▸ Exercise instructions:
In the article on Yann LeCun leaving Meta, rewrite the passage from "He advocated instead" up to and including "focus on LLMs.", changing "infants" to "toddlers".

▸ Text excerpt:
►

Yann LeCun, the Turing Award-winning "godfather of AI," will depart Meta by the end of the year to start a new venture focused on advanced machine intelligence (AMI), the researcher announced on LinkedIn on Wednesday.
His startup aims to build AI systems capable of understanding the physical world, possessing long-term memory, reasoning, and planning complex sequences of actions. LeCun also said Meta will remain a partner in his new endeavor. Meta confirmed the departure earlier in the day.
"We thank Yann LeCun for his 12 years of tremendous contributions to AI at Meta and look forward to continuing to benefit from his cutting-edge research through our partnership," a Meta spokesperson said.
LeCun's exit has already drawn attention from major tech players in Silicon Valley. A prominent venture capitalist said that while several industry giants had been closely monitoring LeCun's startup plans even before the official announcement, the departure may also trigger a wave of entrepreneurial activity among AI researchers previously under his leadership at FAIR.
The separation reflects longstanding strategic differences. As early as 2023, LeCun publicly expressed concerns over Meta's AI roadmap. At an MIT talk, he described large language models (LLMs) as "text artisans in the dark" that generate coherent text but lack physical-world understanding.
He advocated instead for AI "world models" that, like infants, learn through observation. LeCun's proposed Joint Embedding Predictive Architecture (JEPA) trains AI to predict abstracted future frames by masking key video regions—a method divergent from Meta's focus on LLMs.
LeCun had also raised repeated questions about Meta's approach to AI. In 2023, at the NeurIPS conference, he warned that LLMs could trap AI in local optima. In 2024, he criticized Meta's abandonment of open-source initiatives, emphasizing that "as platforms become a central part of communication infrastructure, we need a shared foundation."
The immediate catalyst appears to have been Meta's $14.3 billion acquisition of Scale AI this summer and the creation of a "superintelligence" lab (MSL). Meta recruited Scale AI CEO Alexandr Wang, 28, as chief AI officer, and Nat Friedman, former GitHub CEO, to lead product teams. This restructuring weakened FAIR's internal influence.

◄

▸ Input data:

►

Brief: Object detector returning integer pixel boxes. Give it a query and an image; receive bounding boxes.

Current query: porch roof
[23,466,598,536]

◄
►

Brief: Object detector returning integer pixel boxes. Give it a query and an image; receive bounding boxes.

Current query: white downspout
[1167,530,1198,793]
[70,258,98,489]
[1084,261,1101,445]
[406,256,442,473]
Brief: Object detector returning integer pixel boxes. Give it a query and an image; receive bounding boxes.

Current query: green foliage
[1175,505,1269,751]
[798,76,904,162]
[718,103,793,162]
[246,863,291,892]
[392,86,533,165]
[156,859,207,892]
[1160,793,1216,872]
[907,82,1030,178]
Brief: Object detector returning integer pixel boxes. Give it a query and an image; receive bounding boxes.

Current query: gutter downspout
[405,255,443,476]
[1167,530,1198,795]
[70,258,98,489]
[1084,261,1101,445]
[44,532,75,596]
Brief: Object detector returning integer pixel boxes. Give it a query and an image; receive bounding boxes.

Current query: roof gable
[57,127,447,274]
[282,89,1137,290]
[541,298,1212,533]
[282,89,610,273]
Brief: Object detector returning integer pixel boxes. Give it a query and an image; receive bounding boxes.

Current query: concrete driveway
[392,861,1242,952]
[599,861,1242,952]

◄

▸ Response to the task:
He advocated instead for AI "world models" that, like toddlers, learn through observation. LeCun's proposed Joint Embedding Predictive Architecture (JEPA) trains AI to predict abstracted future frames by masking key video regions—a method divergent from Meta's focus on LLMs.